PROBLEM TO WORK ON: Your task is to repeat the records exactly from the line containing "Could you point to the baseboard" onward, through the final line.

DATA IN THIS EXERCISE:

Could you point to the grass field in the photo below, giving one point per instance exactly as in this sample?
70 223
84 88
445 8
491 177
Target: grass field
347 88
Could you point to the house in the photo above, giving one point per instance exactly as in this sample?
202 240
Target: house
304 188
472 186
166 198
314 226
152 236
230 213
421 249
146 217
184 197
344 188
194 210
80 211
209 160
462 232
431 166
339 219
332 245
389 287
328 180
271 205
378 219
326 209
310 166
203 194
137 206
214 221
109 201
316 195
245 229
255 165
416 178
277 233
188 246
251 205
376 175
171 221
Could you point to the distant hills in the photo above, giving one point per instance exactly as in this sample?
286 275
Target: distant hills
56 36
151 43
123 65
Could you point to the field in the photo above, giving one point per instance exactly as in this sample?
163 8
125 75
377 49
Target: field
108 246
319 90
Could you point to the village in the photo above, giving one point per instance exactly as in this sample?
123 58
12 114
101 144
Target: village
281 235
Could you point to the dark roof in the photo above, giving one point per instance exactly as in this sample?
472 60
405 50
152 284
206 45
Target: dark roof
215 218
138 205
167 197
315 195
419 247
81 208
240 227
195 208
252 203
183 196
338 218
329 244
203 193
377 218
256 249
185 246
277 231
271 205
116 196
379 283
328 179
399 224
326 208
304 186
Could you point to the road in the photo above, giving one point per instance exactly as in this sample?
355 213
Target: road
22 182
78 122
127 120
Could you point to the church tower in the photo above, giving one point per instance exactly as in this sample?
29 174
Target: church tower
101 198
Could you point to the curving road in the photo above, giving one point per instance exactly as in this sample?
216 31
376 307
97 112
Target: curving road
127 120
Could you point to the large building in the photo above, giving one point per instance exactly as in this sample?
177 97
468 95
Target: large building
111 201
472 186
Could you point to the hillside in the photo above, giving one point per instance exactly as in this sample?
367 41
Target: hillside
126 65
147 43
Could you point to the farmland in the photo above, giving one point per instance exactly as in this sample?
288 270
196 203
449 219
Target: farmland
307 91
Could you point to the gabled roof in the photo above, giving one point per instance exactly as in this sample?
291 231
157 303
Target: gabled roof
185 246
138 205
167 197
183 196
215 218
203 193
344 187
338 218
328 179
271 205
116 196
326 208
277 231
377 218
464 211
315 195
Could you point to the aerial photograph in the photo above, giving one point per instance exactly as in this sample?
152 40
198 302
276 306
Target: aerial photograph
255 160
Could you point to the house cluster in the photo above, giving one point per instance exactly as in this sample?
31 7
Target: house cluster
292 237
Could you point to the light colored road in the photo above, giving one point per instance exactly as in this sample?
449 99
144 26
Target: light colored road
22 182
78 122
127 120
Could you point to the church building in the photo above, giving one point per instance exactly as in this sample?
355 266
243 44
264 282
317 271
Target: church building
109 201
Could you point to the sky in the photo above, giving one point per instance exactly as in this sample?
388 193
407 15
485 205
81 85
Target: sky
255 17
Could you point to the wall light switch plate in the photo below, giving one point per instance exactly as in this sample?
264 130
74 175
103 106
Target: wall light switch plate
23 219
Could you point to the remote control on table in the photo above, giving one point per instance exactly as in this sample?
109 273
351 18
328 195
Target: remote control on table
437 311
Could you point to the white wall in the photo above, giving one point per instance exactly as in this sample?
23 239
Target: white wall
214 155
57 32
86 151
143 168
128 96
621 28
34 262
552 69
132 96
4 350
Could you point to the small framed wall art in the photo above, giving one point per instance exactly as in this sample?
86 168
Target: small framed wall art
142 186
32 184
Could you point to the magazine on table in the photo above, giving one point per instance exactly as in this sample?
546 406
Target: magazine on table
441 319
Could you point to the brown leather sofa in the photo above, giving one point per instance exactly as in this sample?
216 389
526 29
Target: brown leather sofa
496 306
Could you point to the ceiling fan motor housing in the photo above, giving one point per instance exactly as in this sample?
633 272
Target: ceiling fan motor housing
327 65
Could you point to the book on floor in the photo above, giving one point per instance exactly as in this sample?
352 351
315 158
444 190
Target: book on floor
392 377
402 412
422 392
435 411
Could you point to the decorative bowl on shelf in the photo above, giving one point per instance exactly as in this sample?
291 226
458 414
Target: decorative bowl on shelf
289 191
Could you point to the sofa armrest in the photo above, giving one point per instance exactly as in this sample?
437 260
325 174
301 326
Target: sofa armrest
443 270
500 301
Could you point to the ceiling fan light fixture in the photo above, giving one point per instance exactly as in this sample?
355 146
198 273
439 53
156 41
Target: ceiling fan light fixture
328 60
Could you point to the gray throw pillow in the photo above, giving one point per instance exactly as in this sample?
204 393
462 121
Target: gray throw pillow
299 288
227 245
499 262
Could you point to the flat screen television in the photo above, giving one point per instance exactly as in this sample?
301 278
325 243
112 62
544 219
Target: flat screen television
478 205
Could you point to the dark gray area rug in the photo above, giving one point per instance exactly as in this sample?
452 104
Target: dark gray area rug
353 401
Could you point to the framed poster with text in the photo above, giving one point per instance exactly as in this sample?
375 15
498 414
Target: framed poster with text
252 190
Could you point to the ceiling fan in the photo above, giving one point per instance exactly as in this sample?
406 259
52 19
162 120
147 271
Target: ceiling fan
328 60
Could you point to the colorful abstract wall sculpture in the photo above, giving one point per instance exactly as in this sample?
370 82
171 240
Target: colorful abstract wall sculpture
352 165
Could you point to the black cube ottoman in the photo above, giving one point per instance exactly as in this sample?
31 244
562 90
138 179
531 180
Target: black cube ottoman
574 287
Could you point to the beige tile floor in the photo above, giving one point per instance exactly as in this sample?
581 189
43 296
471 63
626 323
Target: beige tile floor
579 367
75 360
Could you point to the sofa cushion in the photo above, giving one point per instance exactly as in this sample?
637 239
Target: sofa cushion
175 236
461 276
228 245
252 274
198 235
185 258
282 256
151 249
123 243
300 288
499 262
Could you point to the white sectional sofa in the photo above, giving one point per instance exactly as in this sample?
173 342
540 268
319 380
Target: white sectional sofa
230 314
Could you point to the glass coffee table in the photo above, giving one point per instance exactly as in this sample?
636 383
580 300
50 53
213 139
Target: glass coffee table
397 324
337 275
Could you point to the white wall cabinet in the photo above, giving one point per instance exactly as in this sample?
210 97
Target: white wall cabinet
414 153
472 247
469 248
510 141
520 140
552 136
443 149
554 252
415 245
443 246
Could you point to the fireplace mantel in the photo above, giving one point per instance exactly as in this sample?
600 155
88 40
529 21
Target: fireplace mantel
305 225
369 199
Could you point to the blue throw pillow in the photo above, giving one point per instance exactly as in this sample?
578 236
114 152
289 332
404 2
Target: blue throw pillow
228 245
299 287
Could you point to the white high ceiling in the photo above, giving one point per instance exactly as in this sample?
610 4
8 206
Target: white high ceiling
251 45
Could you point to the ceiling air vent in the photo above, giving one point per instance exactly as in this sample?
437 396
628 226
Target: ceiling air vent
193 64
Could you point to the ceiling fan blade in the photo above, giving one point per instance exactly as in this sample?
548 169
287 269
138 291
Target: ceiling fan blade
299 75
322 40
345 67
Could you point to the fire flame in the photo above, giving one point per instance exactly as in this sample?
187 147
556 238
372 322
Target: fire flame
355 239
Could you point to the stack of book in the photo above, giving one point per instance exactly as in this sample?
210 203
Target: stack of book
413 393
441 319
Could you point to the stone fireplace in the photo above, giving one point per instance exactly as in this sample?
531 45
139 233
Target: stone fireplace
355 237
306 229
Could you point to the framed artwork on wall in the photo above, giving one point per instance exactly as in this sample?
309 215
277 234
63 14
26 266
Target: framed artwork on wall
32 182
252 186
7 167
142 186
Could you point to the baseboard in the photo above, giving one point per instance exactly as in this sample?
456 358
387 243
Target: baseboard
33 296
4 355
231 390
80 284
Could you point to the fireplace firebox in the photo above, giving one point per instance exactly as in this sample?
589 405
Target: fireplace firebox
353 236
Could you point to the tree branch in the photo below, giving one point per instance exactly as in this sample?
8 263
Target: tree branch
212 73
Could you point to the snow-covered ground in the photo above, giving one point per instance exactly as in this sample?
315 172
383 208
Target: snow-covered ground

RESPONSE:
Could you point to the baseboard in the photo above, giving one point per instance exactly as in this sample?
456 358
387 243
Target: baseboard
33 296
4 355
231 390
80 284
Could you point to the fireplace firebox in the photo above, giving one point per instance exactly as in this sample?
589 405
Target: fireplace firebox
353 236
Could you point to the tree branch in the photo below, giving one point per instance exactly as in this sample?
8 263
Target: tree branch
212 73
Could you point to the snow-covered ground in the photo above, giving one point per instance exactly as in this sample?
315 172
383 208
Target: snow-covered ground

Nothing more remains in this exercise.